--- Supplied data ---
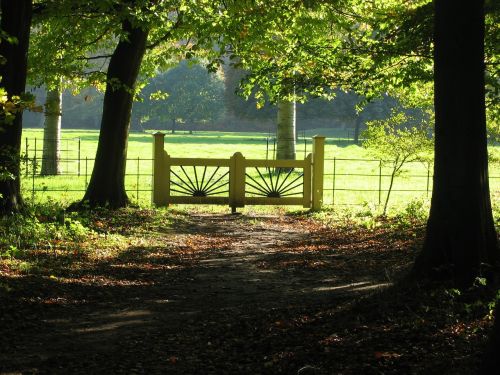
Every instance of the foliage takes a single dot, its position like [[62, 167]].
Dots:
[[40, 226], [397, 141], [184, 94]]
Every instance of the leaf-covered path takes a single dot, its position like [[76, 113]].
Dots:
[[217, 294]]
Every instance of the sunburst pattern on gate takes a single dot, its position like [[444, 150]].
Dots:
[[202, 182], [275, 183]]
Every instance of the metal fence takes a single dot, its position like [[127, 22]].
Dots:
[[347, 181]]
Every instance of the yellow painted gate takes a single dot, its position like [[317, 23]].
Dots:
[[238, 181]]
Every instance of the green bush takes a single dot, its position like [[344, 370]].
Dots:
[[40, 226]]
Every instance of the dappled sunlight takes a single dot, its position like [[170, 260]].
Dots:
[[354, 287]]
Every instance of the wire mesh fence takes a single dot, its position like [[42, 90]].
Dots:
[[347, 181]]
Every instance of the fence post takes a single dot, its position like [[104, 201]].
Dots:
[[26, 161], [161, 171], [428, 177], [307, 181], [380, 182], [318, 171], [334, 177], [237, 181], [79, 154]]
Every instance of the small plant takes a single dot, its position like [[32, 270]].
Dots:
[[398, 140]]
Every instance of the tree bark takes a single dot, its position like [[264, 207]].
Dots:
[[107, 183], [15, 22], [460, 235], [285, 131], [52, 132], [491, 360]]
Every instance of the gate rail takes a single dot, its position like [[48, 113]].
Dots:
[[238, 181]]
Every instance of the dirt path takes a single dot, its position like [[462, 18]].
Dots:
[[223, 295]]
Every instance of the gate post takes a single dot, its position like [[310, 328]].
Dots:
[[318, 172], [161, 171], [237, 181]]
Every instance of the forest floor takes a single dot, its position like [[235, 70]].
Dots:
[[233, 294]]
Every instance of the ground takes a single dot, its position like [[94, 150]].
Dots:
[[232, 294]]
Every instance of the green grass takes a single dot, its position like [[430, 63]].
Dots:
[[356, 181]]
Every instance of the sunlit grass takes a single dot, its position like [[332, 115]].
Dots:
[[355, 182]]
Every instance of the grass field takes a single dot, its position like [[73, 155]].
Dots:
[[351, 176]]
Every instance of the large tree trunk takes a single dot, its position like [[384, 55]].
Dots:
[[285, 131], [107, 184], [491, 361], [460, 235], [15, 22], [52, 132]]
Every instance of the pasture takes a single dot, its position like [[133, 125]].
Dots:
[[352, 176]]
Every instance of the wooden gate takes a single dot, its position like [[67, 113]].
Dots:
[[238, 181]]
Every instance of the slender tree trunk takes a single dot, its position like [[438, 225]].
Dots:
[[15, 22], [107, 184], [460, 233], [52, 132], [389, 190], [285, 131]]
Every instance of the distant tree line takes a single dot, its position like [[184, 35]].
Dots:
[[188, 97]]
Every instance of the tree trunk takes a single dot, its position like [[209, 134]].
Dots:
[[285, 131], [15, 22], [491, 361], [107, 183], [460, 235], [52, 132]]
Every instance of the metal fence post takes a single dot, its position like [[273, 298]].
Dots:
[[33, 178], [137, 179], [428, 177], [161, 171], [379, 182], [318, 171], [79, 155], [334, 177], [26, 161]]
---
--- Supplied data ---
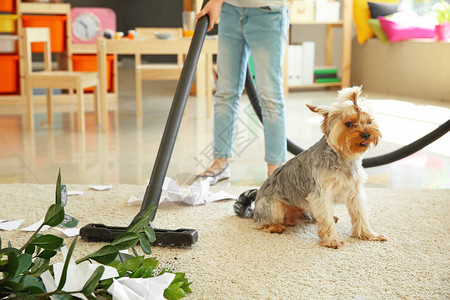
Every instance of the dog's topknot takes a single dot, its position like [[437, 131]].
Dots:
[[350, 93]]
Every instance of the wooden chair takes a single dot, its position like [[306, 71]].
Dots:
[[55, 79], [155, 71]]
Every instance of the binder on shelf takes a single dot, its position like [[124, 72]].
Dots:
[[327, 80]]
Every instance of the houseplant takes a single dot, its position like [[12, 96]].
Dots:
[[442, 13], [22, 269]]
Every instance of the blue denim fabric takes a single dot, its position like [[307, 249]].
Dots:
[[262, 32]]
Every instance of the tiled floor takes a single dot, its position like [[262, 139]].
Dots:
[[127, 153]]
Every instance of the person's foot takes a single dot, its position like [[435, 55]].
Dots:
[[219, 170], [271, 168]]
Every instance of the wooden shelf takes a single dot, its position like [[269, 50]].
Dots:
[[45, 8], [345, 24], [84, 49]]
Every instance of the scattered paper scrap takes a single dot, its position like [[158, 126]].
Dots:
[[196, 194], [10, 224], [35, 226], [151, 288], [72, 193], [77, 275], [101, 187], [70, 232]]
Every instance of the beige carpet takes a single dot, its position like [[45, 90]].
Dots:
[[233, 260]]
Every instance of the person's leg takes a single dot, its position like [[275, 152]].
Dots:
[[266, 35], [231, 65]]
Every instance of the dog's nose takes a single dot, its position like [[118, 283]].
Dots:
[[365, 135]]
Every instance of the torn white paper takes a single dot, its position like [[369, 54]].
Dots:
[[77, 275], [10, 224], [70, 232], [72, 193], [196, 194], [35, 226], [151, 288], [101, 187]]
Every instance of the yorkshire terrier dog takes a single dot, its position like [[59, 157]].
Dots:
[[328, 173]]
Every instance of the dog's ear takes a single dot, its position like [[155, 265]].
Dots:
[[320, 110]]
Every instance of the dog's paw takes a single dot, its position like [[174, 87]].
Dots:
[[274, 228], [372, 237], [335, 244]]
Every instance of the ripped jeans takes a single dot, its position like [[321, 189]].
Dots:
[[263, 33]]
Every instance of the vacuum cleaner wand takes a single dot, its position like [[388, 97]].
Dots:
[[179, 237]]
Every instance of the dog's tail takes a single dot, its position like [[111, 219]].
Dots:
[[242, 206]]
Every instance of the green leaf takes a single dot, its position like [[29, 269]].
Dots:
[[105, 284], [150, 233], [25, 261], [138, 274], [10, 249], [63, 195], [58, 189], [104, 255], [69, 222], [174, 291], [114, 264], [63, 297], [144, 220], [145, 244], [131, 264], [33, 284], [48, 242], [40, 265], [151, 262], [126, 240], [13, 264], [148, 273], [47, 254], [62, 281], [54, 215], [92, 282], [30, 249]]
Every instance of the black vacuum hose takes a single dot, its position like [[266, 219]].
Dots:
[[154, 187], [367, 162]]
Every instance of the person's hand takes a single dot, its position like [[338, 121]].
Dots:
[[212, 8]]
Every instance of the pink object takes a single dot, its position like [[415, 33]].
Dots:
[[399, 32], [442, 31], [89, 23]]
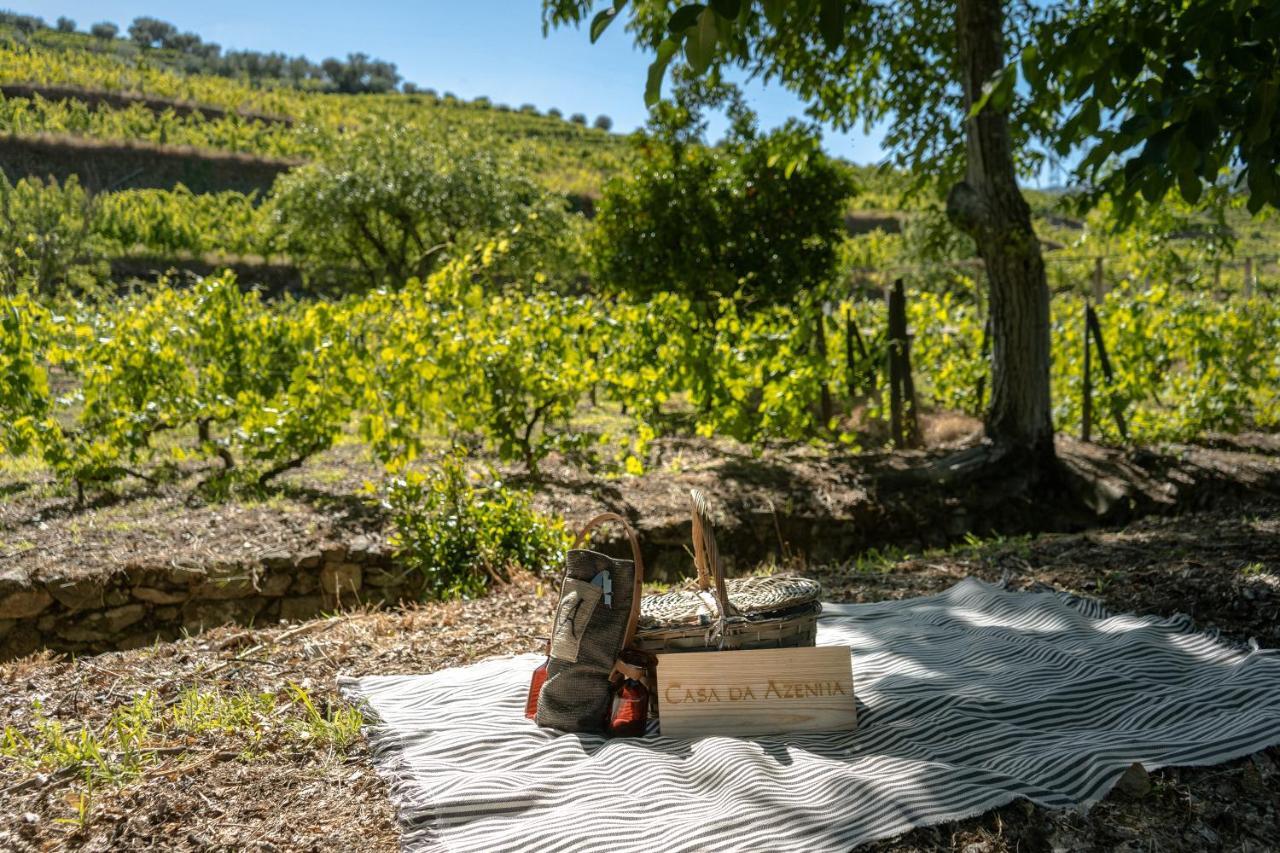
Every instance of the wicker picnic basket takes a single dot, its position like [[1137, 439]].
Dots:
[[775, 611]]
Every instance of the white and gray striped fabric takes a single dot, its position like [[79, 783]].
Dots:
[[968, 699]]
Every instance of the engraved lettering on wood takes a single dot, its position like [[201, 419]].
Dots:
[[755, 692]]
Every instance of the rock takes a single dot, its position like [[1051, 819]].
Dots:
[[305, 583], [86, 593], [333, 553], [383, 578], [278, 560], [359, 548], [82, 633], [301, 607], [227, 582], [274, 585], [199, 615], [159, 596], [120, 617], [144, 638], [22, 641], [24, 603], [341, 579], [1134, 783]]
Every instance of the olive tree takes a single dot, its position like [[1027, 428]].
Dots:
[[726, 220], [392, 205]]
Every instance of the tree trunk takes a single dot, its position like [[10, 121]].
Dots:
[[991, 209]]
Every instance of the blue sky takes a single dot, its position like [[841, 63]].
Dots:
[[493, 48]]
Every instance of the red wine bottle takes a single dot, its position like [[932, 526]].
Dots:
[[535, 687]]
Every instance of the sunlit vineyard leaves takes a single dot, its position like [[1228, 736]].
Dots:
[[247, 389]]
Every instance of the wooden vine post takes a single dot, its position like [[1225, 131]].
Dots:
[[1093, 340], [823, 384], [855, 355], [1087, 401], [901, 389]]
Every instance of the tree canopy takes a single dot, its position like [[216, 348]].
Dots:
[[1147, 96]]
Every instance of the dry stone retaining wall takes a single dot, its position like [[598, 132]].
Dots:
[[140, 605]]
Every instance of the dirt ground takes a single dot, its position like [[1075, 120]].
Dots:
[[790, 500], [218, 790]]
---
→ Task: Can you convert the lines from the one containing "Every instance of the leaf-covered" through the one containing "[[202, 182], [275, 183]]", inclusive, into a Markdown table with the columns No. and Line? Give each line its number and skip any blank lines.

→ Problem solution:
| No. | Line |
|---|---|
| 1 | Every instance of the leaf-covered path takes a single dot, its position like [[76, 113]]. |
| 2 | Dots: |
| 3 | [[217, 294]] |
| 4 | Every instance of the sunburst pattern on gate takes a single dot, its position like [[444, 150]]. |
| 5 | Dots: |
| 6 | [[202, 182], [275, 183]] |